## What you should do
Reproduce the records below with every occurrence of "rough mask" replaced by "coarse mask" and all other text left unchanged. Omit the pictures from your version.
Segment Start: Provided material
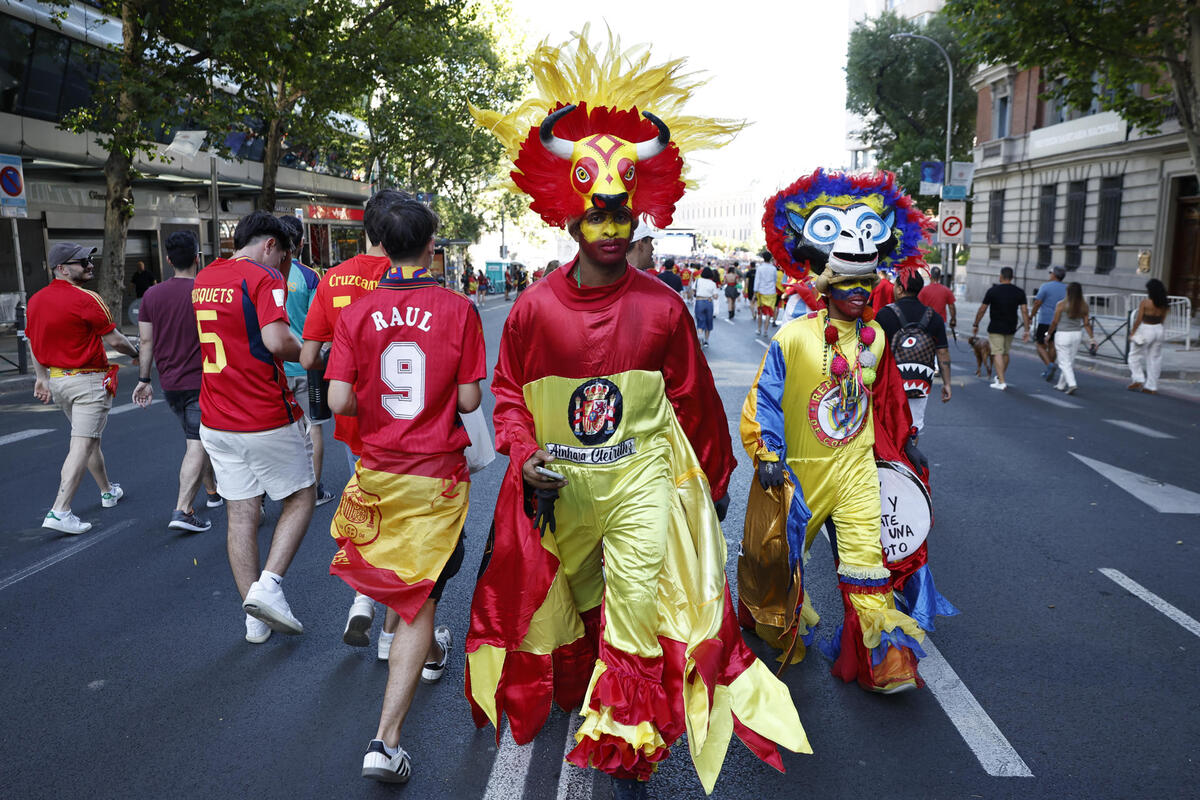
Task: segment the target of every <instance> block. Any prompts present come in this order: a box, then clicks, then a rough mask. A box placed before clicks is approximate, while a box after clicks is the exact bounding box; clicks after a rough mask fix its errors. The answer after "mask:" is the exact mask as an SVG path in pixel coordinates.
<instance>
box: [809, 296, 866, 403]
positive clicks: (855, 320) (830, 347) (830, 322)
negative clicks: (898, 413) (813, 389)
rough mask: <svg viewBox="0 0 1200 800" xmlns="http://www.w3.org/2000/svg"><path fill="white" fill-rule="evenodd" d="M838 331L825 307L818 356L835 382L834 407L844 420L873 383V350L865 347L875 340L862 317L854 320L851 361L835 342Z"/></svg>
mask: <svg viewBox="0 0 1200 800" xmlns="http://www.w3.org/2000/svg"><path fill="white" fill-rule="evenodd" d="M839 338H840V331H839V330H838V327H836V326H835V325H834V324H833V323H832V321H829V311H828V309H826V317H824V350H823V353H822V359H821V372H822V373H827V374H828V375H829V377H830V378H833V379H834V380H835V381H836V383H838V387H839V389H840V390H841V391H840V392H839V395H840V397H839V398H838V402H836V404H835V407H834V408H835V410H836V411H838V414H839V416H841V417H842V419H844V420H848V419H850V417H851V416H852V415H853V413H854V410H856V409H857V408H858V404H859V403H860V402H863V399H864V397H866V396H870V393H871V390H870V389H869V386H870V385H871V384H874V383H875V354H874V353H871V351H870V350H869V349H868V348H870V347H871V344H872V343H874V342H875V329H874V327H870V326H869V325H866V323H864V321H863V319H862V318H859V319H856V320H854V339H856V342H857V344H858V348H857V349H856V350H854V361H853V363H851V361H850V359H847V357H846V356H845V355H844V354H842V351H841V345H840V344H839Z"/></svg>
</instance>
Segment End: Provided material
## Response
Task: segment the target of every <instance> block. Any prompts present come in this order: a box, then clicks, then a coarse mask. A box placed before clicks is approximate, while a box after clicks is the exact bounding box; clicks after a coarse mask fix its errors. The answer after "mask:" is the exact mask as an SVG path in pixel coordinates.
<instance>
box: [809, 296, 866, 403]
positive clicks: (855, 320) (830, 347) (830, 322)
negative clicks: (898, 413) (813, 389)
coarse mask: <svg viewBox="0 0 1200 800" xmlns="http://www.w3.org/2000/svg"><path fill="white" fill-rule="evenodd" d="M838 331L825 307L818 356L835 382L834 407L844 420L873 383V350L865 347L875 340L862 317L854 320L851 361L835 342Z"/></svg>
mask: <svg viewBox="0 0 1200 800" xmlns="http://www.w3.org/2000/svg"><path fill="white" fill-rule="evenodd" d="M839 338H840V331H839V330H838V327H836V326H835V325H834V324H833V323H832V321H829V311H828V309H826V317H824V350H823V353H822V359H821V372H822V373H827V374H828V375H829V377H830V378H833V379H834V380H835V381H836V383H838V387H839V389H840V390H841V391H840V392H839V395H840V397H839V398H838V402H836V404H835V407H834V408H835V410H836V411H838V414H839V416H841V417H842V419H844V420H848V419H850V417H851V416H852V415H853V413H854V410H856V409H857V408H858V404H859V403H860V402H863V399H864V397H866V396H870V393H871V390H870V389H869V386H870V385H871V384H874V383H875V354H874V353H871V351H870V350H869V349H868V348H870V347H871V344H872V343H874V342H875V329H874V327H870V326H869V325H866V323H864V321H863V319H862V318H859V319H856V320H854V339H856V342H857V344H858V348H857V349H856V350H854V361H853V363H851V361H850V359H847V357H846V356H845V355H844V354H842V351H841V345H840V344H839Z"/></svg>
</instance>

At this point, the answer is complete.